To run a split wireguard-tunnel to a DNS server, add its IP to the _allowed-
IPs_ list:
[https://www.reddit.com/r/WireGuard/comments/bqccdz/split_tun...](https://www.reddit.com/r/WireGuard/comments/bqccdz/split_tunnel_for_only_dns_possible/)

If you're on an Android phone, apps like Blokada (plain old DNS), Nebulo (DoH
and DoT), Intra (DoH) can split tunnel traffic to a DNS server of your choice.
Note that, Android 9+ supports DoT, out of the box. Look for the _Private DNS_
setting.

------
ThePowerOfFuet
I have no connection to NextDNS other than as a very satisfied user, but my
Pi-hole got decommissioned a few weeks ago as a result of my discovery of
NextDNS.

I also run their DNS53-to-DoH proxy on a small VM and that VM's IP is the
first DNS server in the DNS server list included with DHCP leases (with
NextDNS's public IPs as the second and third, losing host-level
granularity/logging if the VM is down for whatever reason).

===

Goal 1:
Answer these questions about the DNS thread:
(a) To run a split WireGuard tunnel to a DNS server, which list does the server's IP go in?
(b) From which Android version on is DoT supported out of the box?
(c) What did ThePowerOfFuet decommission after discovering NextDNS?
Goal 2:
Name every Android app that the DNS thread says can split tunnel traffic to a DNS server.
These items aren't needed for anything here.

Point annotation dataset items:
===

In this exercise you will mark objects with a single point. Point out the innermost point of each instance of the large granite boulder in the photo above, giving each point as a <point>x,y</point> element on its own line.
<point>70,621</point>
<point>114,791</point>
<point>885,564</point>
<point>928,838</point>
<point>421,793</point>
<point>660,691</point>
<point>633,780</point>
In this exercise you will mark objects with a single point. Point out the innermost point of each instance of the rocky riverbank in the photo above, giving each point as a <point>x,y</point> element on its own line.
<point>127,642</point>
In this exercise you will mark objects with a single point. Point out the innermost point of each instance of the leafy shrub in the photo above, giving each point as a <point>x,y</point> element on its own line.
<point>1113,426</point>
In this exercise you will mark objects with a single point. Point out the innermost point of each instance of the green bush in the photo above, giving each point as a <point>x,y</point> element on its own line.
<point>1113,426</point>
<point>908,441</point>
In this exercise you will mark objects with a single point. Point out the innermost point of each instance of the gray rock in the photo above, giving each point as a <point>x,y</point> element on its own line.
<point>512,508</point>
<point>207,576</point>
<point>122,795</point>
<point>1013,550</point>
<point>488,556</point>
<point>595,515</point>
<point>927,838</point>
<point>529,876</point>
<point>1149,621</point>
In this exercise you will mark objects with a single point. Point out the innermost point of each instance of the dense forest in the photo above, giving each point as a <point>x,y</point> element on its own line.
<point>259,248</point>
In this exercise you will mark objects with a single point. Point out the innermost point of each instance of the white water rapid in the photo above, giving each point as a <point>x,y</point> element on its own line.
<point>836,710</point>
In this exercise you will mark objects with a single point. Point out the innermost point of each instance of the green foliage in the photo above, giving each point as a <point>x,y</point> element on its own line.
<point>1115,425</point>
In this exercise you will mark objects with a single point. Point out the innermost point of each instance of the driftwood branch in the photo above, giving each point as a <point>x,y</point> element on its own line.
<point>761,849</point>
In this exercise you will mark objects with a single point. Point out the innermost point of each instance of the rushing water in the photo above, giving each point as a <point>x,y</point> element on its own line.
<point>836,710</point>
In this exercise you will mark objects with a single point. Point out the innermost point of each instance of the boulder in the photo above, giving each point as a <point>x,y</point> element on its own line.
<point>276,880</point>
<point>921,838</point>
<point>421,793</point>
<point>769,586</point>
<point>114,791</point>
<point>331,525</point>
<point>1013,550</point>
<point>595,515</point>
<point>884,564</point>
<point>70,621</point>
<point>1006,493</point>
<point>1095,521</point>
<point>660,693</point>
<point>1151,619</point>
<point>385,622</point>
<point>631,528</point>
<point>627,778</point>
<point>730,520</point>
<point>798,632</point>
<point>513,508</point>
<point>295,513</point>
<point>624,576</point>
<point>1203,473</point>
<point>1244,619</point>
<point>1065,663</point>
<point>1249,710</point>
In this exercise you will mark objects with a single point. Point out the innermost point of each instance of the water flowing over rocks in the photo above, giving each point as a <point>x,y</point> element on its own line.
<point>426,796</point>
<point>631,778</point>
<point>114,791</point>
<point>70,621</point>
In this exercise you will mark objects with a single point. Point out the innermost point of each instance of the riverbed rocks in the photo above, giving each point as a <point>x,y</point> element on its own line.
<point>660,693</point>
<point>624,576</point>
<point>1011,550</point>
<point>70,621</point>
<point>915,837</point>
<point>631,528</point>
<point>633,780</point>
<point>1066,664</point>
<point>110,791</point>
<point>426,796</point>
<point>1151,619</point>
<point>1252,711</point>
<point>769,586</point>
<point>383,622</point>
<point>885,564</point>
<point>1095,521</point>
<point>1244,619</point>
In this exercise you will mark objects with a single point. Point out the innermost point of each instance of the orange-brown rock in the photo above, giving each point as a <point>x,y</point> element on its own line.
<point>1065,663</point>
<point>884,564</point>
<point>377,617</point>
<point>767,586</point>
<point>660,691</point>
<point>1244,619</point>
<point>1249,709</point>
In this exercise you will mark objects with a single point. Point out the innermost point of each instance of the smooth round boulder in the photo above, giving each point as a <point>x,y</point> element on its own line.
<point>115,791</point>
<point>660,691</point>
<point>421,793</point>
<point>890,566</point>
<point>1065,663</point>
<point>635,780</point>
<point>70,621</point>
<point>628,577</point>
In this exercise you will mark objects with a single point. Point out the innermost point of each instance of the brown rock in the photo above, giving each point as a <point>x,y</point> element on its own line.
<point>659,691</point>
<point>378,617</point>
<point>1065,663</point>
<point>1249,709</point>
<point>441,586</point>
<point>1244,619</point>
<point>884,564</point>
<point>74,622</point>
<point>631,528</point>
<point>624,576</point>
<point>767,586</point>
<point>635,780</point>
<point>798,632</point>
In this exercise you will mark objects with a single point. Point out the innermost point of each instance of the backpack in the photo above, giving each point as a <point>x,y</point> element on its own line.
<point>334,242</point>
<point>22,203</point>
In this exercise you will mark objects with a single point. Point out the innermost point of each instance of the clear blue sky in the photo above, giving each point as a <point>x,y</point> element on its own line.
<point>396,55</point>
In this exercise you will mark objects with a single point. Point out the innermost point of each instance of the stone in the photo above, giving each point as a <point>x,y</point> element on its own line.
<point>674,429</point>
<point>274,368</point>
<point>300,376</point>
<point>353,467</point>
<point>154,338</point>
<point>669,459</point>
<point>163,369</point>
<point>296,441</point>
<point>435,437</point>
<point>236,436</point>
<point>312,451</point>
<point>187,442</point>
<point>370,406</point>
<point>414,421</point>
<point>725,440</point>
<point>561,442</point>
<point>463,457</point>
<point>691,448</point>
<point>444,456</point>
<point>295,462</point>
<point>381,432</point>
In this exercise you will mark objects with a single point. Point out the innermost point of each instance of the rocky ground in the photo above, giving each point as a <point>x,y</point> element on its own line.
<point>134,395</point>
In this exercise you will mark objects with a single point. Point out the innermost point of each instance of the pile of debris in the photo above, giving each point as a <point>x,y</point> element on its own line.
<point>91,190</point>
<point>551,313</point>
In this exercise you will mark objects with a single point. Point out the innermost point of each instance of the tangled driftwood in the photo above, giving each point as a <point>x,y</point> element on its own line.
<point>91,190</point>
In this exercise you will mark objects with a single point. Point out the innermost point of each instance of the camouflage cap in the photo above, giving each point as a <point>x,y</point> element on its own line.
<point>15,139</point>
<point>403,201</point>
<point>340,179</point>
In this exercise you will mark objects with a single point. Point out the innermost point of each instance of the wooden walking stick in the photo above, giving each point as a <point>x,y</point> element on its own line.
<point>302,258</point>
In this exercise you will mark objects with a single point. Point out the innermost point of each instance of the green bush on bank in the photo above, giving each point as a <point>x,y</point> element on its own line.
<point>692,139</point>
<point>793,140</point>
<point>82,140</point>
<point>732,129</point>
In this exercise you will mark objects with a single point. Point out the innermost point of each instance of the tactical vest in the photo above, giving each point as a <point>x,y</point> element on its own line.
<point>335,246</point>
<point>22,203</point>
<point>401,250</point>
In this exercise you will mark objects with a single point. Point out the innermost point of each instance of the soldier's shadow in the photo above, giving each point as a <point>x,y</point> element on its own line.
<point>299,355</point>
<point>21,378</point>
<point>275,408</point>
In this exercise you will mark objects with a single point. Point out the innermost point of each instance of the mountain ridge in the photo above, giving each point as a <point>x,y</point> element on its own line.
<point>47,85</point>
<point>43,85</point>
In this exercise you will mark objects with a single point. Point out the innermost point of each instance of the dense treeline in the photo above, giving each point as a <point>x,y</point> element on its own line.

===

Expected output 1:
(a) The allowed-IPs list
(b) Android 9
(c) A Pi-hole

Expected output 2:
Blokada
Nebulo
Intra